╭─ Source text
A Knock Out Punch to Muscular Christianity?

Art Remillard

All this boxing talk has me thinking…

I’ve mentioned before Bill Baker’s outstanding Playing with God, which I cannot say enough good things about. Eric Mazur nailed it on the head in his review for The Journal of Religion and Popular Culture.
Many will be relieved to see that Baker’s work is written in the style of a
retired historian more motivated to tell a good story than the need to justify a
methodological approach or theoretical perspective. It reads well, is
interesting, and is informative without being smothered by jargon, making it
well suited for undergraduate classes in religion and sports, or religion in
American culture generally. For those for whom an absence of heavy theory
is a liability rather than an asset, this work can easily be supplemented by any
worthwhile history of American religion.
I used Playing with God in my “Religion and Sports” course, and can attest that it works quite well in the classroom. As the weeks went by, though, it became clear that, as with any book of this nature, it is as much about the historiography of religion and sports as it is about Baker’s individual contribution to the discussion. Thus, I discovered that the historical account of religion and sports revolves around muscular Christianity, its rise to prominence, widespread influence, and lasting mark.
╰─
╭─ Stored data
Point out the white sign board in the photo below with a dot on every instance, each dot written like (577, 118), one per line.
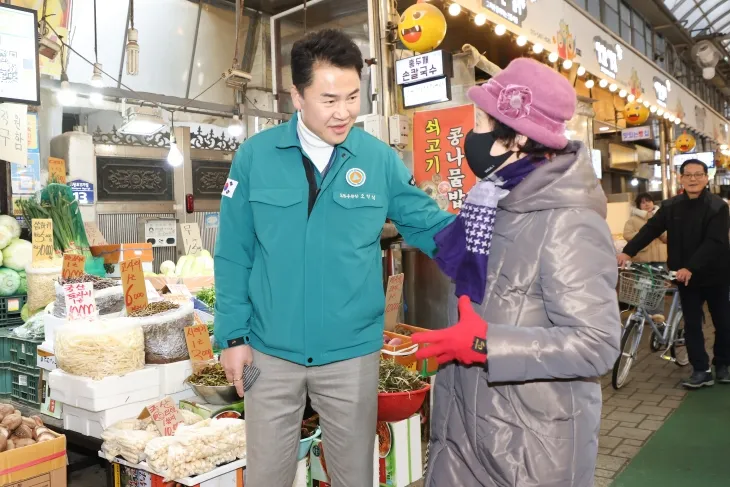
╰─
### What is asked
1. Answer these questions using the post on muscular Christianity:
(a) Who wrote the review of Playing with God, and in which journal did it appear?
(b) In which course did the author use Playing with God?
(c) According to the post, around what does the historical account of religion and sports revolve?
2. Carry on the blog post about muscular Christianity and sports from the point where it ends.

### The answers
1.
(a) Eric Mazur wrote the review for The Journal of Religion and Popular Culture.
(b) The author used it in the "Religion and Sports" course.
(c) It revolves around muscular Christianity, including its rise to prominence, widespread influence, and lasting mark.

2.
To be sure, Baker makes proper mention of Catholics, Jews, Muslims, Buddhists, and Native Americans. But these groups seem always to be set against a muscular Christian backdrop. In the chapter "Teammates and Soul Mates," for example, Baker makes use of Julie Byrne's O God of Players and NBA coach Phil Jackson's Sacred Hoops. But the chapter concludes with a look at the current crop of Christian athletes who, Baker suggests, pay more attention to displaying their faith than living it. The author elaborates in the conclusion, lamenting that sports “has lost the moral compass that for more than a century taught Americans to honor boundaries, play by the rules, and work together for a common good.” Such was the basic agenda of muscular Christians that Baker believes contemporary athletes would do well to re-discover.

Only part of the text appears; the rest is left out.